# INSTRUCTIONS FOR THE TASK
List every actor named in parentheses in the text about Secrets & Lies below, each with the character they play.

# TEXT PROVIDED
But Secrets & Lies is about so much more. Cynthia, who is a single mother, is reeling from loneliness and the difficult relationship with her daughter, Roxane (Claire Rushbrook), who cleans roads for the city. Roxane resents Cynthia for being a single mother and withholding the identity of her father. The women often fight, resulting with Roxane storming out to spend time with her boyfriend or drinking at the tub.
Leigh expands his cast beyond the nuclear family. Cynthia adores her photographer brother, Maurice (Timothy Spall), but hasn’t heard from him much, blaming his wife, Monica (Phyllis Logan). Maurice and Monica are well-off, living in a posh house in the suburbs, but things aren’t perfect there either, as we soon discover. This is a family suspended in pain by, well, secrets and lies. When Hortense enters Cynthia’s life, she triggers a series of events that allows each member of the family to confront their traumas and finally overcome the ordeals that have kept them emotionally apart for so many years.

Records from a collection:
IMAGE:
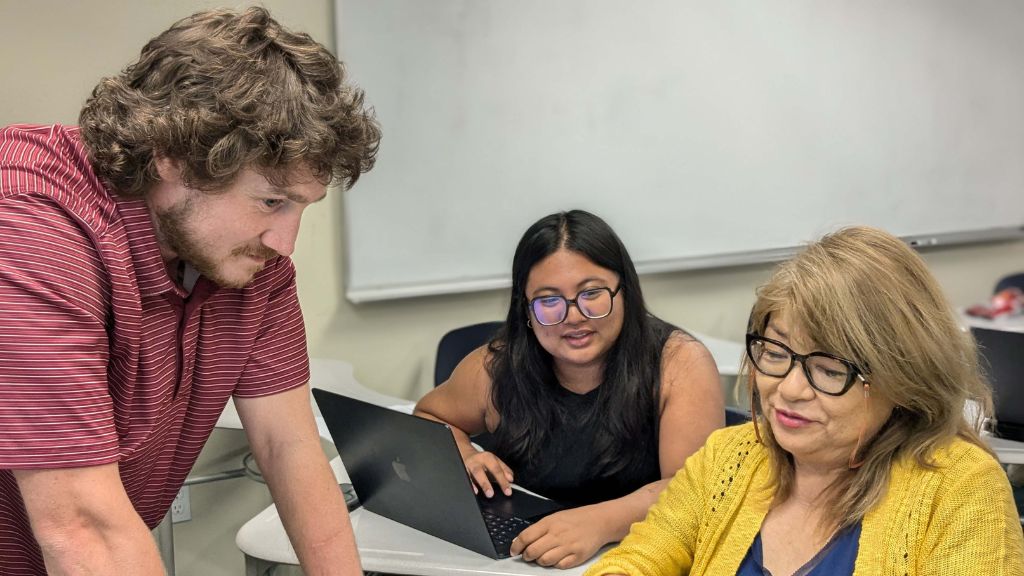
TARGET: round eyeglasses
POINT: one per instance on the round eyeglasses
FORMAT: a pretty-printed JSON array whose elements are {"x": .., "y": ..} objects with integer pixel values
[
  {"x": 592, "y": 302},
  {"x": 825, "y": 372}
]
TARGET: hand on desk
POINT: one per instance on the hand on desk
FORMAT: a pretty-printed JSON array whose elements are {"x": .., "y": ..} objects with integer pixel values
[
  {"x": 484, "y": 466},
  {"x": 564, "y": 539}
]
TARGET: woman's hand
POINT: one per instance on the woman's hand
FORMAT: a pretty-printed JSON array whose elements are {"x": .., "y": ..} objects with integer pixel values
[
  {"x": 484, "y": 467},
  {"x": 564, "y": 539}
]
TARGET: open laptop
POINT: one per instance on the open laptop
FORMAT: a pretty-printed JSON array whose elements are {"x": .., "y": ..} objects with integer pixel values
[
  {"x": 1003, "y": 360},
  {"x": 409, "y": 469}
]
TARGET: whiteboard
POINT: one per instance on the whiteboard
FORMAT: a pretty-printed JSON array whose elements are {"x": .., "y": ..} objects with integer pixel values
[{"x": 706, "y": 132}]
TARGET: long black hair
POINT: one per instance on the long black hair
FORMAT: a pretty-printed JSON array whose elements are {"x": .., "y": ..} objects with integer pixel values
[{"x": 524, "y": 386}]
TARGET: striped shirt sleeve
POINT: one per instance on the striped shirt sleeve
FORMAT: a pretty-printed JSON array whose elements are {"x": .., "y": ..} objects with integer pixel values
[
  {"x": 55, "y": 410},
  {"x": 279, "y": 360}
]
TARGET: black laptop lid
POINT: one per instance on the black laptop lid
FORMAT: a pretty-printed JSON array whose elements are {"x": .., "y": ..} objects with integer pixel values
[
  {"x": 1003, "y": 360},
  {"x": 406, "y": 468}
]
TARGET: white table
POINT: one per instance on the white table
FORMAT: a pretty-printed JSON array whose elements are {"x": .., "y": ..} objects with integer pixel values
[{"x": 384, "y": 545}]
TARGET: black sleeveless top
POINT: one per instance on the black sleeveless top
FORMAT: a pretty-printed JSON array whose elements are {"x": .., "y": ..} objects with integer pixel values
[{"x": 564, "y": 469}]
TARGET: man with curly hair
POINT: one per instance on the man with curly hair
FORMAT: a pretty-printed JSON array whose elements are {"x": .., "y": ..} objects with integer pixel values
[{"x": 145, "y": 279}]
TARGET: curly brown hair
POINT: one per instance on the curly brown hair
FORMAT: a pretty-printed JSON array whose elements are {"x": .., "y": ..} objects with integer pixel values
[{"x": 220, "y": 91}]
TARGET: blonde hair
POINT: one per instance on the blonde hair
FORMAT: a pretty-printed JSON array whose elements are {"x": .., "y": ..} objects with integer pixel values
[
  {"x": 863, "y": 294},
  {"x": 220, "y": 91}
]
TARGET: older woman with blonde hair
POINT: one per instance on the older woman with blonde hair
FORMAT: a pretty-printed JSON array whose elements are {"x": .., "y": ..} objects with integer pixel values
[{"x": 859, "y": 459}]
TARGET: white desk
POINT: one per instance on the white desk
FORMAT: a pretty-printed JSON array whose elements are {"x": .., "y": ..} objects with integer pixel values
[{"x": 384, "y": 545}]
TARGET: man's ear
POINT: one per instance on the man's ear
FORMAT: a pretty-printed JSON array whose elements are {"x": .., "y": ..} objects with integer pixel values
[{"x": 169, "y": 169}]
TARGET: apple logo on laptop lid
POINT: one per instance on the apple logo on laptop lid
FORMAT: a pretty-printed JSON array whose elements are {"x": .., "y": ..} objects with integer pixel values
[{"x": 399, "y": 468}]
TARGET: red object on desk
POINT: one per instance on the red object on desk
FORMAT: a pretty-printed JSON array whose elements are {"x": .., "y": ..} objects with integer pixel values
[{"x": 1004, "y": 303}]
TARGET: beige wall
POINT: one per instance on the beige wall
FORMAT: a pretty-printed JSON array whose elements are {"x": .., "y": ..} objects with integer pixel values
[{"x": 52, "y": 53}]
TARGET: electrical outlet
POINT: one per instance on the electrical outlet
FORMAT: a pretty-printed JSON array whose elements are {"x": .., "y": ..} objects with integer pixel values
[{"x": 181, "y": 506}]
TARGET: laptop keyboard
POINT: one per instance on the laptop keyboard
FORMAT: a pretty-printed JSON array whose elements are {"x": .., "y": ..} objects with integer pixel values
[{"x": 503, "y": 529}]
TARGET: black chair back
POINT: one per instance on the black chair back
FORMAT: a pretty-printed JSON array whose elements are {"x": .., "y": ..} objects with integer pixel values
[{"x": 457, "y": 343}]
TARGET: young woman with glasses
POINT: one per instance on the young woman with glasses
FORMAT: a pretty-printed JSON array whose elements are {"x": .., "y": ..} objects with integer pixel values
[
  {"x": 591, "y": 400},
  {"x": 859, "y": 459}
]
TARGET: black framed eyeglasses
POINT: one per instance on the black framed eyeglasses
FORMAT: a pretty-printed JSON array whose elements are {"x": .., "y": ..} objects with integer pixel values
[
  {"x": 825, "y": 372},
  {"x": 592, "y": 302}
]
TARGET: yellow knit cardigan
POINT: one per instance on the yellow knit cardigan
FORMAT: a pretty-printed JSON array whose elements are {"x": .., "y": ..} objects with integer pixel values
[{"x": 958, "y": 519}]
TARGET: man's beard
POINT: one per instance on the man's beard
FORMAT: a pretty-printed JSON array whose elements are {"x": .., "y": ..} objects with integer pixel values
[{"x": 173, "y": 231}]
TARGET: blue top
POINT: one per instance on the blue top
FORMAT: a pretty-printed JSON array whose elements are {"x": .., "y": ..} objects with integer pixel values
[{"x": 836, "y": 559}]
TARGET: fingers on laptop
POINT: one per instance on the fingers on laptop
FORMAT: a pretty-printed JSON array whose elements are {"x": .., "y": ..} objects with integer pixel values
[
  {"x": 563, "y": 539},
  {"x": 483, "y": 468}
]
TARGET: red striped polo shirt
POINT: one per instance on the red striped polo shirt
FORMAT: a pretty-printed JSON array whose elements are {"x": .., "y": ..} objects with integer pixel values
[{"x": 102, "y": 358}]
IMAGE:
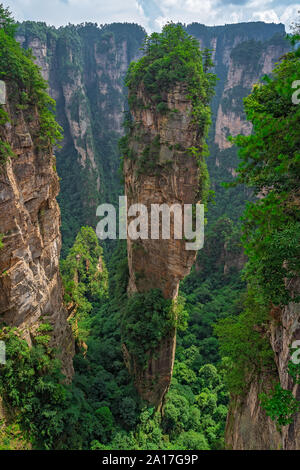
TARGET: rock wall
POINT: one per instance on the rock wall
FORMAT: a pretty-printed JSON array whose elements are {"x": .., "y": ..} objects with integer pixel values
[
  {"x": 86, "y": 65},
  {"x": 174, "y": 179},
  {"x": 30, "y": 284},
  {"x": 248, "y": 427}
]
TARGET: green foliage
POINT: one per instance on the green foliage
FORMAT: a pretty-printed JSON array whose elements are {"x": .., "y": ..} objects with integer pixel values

# EXERCISE SOLUTION
- Claire Rushbrook: Roxane
- Timothy Spall: Maurice
- Phyllis Logan: Monica